*SET TASK*:
Reproduce verbatim the records from the line containing "992, row 389." up to and including the line containing "column 448, row 282", and nothing else.

*STORED DATA*:
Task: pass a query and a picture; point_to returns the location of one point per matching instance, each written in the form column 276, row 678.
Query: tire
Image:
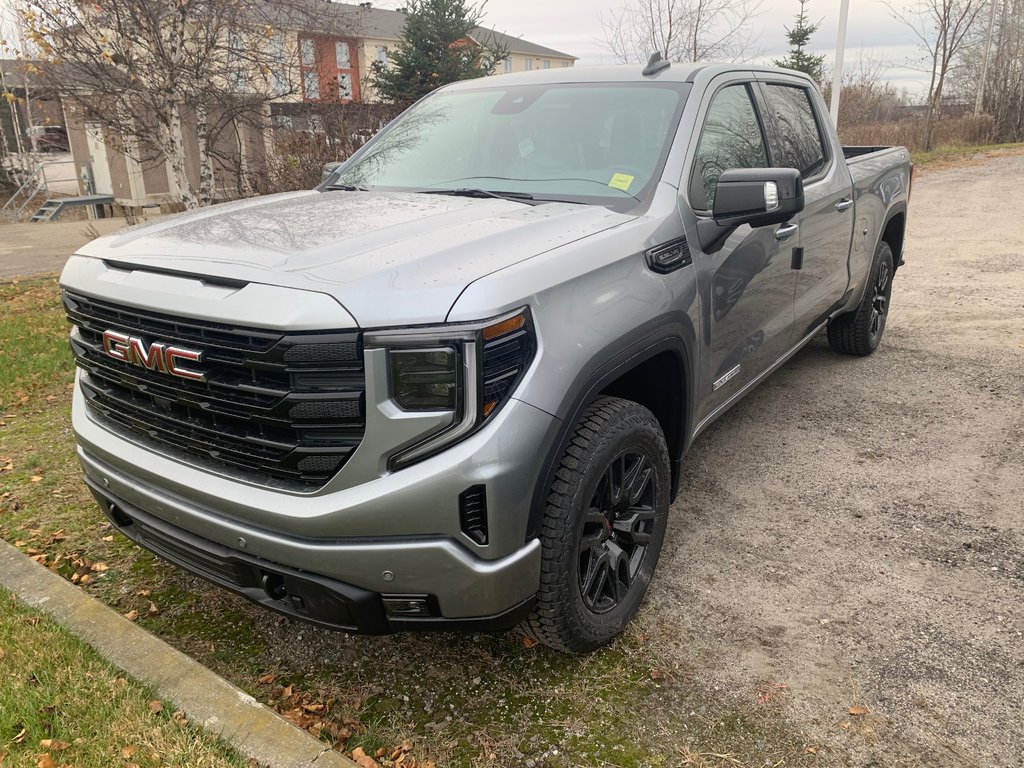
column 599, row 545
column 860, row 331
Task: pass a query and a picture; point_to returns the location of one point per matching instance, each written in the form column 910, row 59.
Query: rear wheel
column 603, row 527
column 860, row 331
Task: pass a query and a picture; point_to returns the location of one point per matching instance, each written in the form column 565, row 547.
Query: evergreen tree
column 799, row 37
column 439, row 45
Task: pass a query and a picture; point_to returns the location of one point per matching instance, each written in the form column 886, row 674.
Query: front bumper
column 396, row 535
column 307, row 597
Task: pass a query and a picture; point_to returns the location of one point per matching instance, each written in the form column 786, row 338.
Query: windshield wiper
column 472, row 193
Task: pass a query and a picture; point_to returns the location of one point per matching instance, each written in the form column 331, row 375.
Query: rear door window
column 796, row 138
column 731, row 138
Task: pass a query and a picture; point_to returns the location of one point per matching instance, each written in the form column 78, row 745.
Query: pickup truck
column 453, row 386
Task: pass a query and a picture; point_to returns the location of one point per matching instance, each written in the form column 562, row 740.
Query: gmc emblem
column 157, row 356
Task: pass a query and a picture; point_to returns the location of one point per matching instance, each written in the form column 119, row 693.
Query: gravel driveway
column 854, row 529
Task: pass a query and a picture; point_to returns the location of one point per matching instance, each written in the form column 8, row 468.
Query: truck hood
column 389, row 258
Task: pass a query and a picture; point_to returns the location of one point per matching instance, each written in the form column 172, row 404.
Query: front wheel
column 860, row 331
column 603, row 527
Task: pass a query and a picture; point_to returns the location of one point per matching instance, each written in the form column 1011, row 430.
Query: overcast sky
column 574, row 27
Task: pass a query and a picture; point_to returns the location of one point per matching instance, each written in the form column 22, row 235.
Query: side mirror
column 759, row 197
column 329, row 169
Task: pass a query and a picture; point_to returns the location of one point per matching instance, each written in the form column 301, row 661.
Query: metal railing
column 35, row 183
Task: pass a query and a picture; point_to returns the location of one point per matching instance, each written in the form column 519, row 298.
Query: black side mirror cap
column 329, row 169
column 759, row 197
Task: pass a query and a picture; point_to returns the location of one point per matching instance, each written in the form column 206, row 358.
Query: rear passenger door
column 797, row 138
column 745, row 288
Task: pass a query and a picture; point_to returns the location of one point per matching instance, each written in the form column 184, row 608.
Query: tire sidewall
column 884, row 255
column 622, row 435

...

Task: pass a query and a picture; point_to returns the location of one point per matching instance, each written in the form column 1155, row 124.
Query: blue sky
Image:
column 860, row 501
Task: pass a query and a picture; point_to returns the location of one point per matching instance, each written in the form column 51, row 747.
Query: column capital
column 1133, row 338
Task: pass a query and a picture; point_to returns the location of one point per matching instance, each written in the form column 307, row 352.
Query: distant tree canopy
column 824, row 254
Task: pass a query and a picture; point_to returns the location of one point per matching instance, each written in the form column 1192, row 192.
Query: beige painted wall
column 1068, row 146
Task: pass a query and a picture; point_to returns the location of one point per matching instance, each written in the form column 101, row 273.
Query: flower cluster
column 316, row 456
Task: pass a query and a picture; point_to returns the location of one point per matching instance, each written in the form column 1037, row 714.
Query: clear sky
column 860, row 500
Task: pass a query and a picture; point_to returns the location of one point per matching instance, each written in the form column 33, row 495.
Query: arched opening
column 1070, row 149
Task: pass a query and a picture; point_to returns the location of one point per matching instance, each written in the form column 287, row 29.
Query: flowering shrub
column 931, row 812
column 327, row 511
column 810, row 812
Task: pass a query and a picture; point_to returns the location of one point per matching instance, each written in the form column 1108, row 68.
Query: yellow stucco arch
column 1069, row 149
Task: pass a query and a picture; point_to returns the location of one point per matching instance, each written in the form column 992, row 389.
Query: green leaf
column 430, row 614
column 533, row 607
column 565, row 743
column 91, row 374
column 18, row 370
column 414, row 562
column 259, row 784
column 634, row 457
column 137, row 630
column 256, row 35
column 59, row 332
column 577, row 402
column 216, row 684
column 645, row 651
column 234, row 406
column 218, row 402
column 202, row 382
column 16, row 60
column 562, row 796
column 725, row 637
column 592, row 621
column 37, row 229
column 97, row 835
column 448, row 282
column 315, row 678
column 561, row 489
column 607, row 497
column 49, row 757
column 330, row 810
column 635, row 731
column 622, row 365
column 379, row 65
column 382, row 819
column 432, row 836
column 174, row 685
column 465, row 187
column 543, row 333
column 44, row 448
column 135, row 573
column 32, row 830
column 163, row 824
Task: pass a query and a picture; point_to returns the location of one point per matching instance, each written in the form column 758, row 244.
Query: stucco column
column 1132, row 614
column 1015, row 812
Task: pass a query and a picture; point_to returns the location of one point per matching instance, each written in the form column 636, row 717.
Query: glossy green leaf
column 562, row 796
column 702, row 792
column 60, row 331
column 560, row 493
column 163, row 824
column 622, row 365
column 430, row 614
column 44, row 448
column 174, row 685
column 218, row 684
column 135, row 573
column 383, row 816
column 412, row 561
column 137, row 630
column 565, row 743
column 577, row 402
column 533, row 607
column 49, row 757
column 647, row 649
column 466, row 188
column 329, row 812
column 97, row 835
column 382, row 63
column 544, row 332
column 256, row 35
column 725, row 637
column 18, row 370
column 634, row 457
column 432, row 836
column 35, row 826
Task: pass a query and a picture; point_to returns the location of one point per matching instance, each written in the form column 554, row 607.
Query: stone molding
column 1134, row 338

*THE REPLY*:
Task: pass a query and a picture; point_to returns the location of one point per matching instance, each written in the form column 992, row 389.
Query: green leaf
column 430, row 614
column 533, row 607
column 565, row 743
column 91, row 374
column 18, row 370
column 414, row 562
column 259, row 784
column 634, row 457
column 137, row 630
column 256, row 35
column 59, row 332
column 577, row 402
column 216, row 684
column 645, row 651
column 234, row 406
column 218, row 402
column 202, row 382
column 16, row 60
column 562, row 796
column 725, row 637
column 592, row 621
column 37, row 229
column 97, row 835
column 448, row 282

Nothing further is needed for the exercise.